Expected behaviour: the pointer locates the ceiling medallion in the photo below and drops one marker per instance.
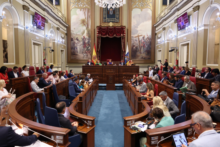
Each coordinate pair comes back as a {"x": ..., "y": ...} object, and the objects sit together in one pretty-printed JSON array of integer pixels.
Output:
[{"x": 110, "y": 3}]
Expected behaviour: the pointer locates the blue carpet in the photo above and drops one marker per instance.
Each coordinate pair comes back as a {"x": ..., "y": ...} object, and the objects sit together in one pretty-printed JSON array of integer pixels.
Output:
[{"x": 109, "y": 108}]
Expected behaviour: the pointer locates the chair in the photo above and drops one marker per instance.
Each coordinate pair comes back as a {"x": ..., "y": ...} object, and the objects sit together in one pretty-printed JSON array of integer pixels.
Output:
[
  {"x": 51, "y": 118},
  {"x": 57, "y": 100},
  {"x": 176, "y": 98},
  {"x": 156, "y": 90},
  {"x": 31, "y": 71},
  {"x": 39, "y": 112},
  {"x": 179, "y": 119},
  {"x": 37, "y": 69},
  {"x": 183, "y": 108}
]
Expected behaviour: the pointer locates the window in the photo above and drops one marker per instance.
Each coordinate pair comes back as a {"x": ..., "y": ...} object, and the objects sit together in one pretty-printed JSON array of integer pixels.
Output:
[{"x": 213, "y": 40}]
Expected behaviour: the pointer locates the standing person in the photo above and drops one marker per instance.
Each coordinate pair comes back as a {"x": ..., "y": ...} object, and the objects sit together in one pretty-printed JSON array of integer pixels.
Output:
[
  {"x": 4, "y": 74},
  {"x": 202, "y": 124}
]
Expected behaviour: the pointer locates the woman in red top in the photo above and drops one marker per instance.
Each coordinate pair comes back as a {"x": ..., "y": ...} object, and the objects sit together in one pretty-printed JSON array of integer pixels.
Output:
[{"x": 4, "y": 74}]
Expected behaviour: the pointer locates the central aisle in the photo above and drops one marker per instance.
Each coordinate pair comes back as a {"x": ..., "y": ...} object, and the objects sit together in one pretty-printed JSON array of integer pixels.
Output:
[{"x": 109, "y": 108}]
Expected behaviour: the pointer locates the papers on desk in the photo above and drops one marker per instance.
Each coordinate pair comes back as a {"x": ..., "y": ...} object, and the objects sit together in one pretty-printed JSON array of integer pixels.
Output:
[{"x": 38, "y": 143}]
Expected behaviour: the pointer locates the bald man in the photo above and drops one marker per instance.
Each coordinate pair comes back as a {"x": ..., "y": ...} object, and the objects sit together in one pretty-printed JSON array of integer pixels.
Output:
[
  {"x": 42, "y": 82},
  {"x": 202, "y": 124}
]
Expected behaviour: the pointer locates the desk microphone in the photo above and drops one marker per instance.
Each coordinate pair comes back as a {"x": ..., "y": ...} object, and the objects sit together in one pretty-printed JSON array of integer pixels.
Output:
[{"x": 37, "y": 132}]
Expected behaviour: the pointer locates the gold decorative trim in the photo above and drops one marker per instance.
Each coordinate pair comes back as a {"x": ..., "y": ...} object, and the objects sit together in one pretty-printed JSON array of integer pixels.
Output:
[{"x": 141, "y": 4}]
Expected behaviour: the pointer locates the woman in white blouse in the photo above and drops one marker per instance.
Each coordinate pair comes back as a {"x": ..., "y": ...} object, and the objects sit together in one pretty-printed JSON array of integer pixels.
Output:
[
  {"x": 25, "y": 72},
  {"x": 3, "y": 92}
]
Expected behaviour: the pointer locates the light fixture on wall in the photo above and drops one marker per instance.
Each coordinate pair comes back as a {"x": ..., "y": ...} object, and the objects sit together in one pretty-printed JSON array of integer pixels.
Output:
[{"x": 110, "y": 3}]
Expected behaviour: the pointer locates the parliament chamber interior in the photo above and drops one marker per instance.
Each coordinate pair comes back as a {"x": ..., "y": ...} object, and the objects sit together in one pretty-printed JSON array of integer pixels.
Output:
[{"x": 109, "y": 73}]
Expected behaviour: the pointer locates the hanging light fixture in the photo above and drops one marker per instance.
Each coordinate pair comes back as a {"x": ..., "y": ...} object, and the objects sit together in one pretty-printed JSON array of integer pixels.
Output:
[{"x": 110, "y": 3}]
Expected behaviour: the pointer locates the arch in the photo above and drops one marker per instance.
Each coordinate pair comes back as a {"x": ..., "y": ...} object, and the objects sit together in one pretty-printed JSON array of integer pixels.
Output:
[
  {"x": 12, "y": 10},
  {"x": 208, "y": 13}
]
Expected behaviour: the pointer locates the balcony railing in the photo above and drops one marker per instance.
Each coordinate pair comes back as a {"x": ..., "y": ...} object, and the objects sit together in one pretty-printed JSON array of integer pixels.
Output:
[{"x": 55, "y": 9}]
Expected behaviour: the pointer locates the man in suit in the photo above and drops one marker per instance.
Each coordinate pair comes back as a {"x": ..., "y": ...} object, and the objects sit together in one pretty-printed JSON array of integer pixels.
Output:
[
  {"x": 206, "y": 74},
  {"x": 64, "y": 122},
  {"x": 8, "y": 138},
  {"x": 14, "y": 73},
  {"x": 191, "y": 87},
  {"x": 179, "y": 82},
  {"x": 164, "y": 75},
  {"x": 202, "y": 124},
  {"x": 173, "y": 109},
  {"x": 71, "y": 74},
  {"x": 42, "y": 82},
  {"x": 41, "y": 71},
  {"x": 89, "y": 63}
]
════════
Copy out the lines of the entries verbatim, from the line that contains "Expected behaviour: the pointer locates the hanging" through the end of the entries, with both ends included.

Expected behaviour: the pointer locates the hanging light fixture in the photo above and drops one marker per instance.
Each coordinate pair comes back as a {"x": ..., "y": ...} object, and the objects sit together in one pretty-printed JSON array of integer pixels.
Output:
[{"x": 110, "y": 3}]
Expected behaviour: the pointer locates the arch in the photo above and drops one marker per instance.
Each coordinate pair comes back as a {"x": ..., "y": ...} object, and the objects sit together in one pretty-printed JSON array of integer pixels.
Output:
[
  {"x": 12, "y": 10},
  {"x": 208, "y": 13}
]
Expected behaviour: the pointer locates the balcony railing in the photo above and drops one marker per instance.
Each coordinate pair comes back as a {"x": ..., "y": ...} object, and the objects sit together in one pretty-printed JSON array of integer pixels.
Output:
[{"x": 55, "y": 9}]
Expected behaviour: the pointer locates the man in suit in the photo above and drops one marker per instance.
Each coordinate pair comes back as a {"x": ..., "y": ...} object, and the objects sit together in one pretty-printed JSON array of integer pixels.
Output:
[
  {"x": 206, "y": 74},
  {"x": 64, "y": 122},
  {"x": 8, "y": 138},
  {"x": 14, "y": 73},
  {"x": 191, "y": 87},
  {"x": 179, "y": 82},
  {"x": 164, "y": 75},
  {"x": 202, "y": 124},
  {"x": 173, "y": 109},
  {"x": 71, "y": 74},
  {"x": 42, "y": 82},
  {"x": 41, "y": 71},
  {"x": 89, "y": 63}
]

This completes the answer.